:: TEXTE RETENU ::

Un centre de thalasso risque de bétonner une plage populaire du Morbihan
Un article signé Guy Pilchard dans Reporterre du 24 septembre 2024 … Larmor-Plage (Morbihan), reportage
« Construire une thalassothérapie à notre époque est absurde au moment où on nous demande d’économiser l’eau et l’énergie. » La météo de la plage de Kerguelen dans le Morbihan est digne d’un mois de novembre. Cela n’empêche pas Annie de dire ce qu’elle a sur le cœur au sujet du projet du groupe Relais Thalasso, à quelques mètres de la mer. « C’est déjà une petite zone protégée ici, notamment par le Conservatoire du littoral, mais avec ce projet, des bâtiments en béton vont être construits, des parkings et leurs voitures… » déplore cette retraitée, venue spontanément à notre rencontre.
Très connue des habitants de Lorient, la plage de Kerguelen est le lieu de baignade populaire des citadins de la ville portuaire qui viennent généralement en bus. Pour l’instant, le lieu est épargné de la bétonisation grâce à une zone naturelle protégée par le Conservatoire du littoral. Ses seuls voisins : un petit hôtel protégé de l’érosion par des pierres et un centre de voile vieillot. Sur ces quelques bâtiments, des tags plantent le décor : « Stop Thalasso », « Non à la Thalasso », « Thalasso paradis fiscal Luxembourg ».
Situé à quelques dizaines de mètres de la plage, le terrain qui devrait accueillir le nouvel établissement de Relais Thalasso est occupé actuellement par un champ agricole et sa zone humide, en attendant les imposantes structures du complexe prévu pour 2027. Ce serait la cinquième entité du groupe, après ceux de Benodet, Hendaye, Pornichet et de l’île de Ré. Au programme : près de 9 000 m² de bâtiments sur trois niveaux dont 130 chambres d’hôtels 4 étoiles, des restaurants, les piscines, une salle de séminaire, dix logements ou encore un parking. Une construction qui va troubler la quiétude de l’endroit.
« C’est en pleine zone humide et en bordure d’une zone naturelle protégée »
Près de 80 emplois sont promis selon la saison. Le coût total du projet avoisine les 30 millions d’euros. « On peut comprendre que Larmor-Plage ait besoin d’une offre hôtelière plus grande mais cet endroit n’est pas le bon », tranche Jimmy Pahun, député du groupe Les Démocrates (Modem). « C’est en pleine zone humide et en bordure d’une zone naturelle protégée. J’avoue que j’ai du mal à comprendre », continue cet ancien skipper, qui ne s’était jamais exprimé sur le dossier dans la presse.

:::
:: LIGNES EXTRAITES ::

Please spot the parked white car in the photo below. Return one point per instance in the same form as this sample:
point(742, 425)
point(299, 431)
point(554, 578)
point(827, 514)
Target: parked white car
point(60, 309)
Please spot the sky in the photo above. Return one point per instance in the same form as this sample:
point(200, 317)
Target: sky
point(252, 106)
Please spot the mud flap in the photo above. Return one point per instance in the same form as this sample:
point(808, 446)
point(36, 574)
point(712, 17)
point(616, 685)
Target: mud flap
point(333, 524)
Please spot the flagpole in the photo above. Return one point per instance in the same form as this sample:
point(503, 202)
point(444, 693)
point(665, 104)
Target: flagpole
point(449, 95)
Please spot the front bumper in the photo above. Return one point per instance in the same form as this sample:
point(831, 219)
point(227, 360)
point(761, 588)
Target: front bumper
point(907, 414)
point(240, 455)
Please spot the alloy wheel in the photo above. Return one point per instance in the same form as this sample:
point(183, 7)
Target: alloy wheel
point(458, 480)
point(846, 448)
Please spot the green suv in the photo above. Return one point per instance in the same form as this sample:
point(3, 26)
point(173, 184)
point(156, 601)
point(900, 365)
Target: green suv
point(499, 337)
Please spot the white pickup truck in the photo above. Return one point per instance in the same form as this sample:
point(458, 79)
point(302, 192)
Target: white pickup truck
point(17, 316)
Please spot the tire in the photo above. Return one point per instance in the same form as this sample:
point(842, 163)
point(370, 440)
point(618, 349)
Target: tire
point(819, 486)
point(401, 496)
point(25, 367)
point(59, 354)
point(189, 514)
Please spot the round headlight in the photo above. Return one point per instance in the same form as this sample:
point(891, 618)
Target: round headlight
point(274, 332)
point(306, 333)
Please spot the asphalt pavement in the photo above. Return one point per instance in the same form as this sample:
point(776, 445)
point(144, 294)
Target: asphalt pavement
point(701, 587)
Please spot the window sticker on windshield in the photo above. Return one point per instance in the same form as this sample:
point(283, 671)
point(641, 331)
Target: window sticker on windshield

:::

(CONSIGNE 1) Selon l'article sur le projet de thalasso, pourquoi Annie trouve-t-elle absurde de construire une thalassothérapie aujourd'hui ? Répondez en une à trois phrases.
(CONSIGNE 2) Recopiez fidèlement le passage de l'article sur le projet de thalasso qui commence à « Situé à quelques » et se termine à « quiétude de l’endroit. ».
Ces lignes proviennent d'une autre source.

(RÉPONSE 1) Pour Annie, c'est absurde parce qu'on demande aujourd'hui d'économiser l'eau et l'énergie.

(RÉPONSE 2)
Situé à quelques dizaines de mètres de la plage, le terrain qui devrait accueillir le nouvel établissement de Relais Thalasso est occupé actuellement par un champ agricole et sa zone humide, en attendant les imposantes structures du complexe prévu pour 2027. Ce serait la cinquième entité du groupe, après ceux de Benodet, Hendaye, Pornichet et de l’île de Ré. Au programme : près de 9 000 m² de bâtiments sur trois niveaux dont 130 chambres d’hôtels 4 étoiles, des restaurants, les piscines, une salle de séminaire, dix logements ou encore un parking. Une construction qui va troubler la quiétude de l’endroit.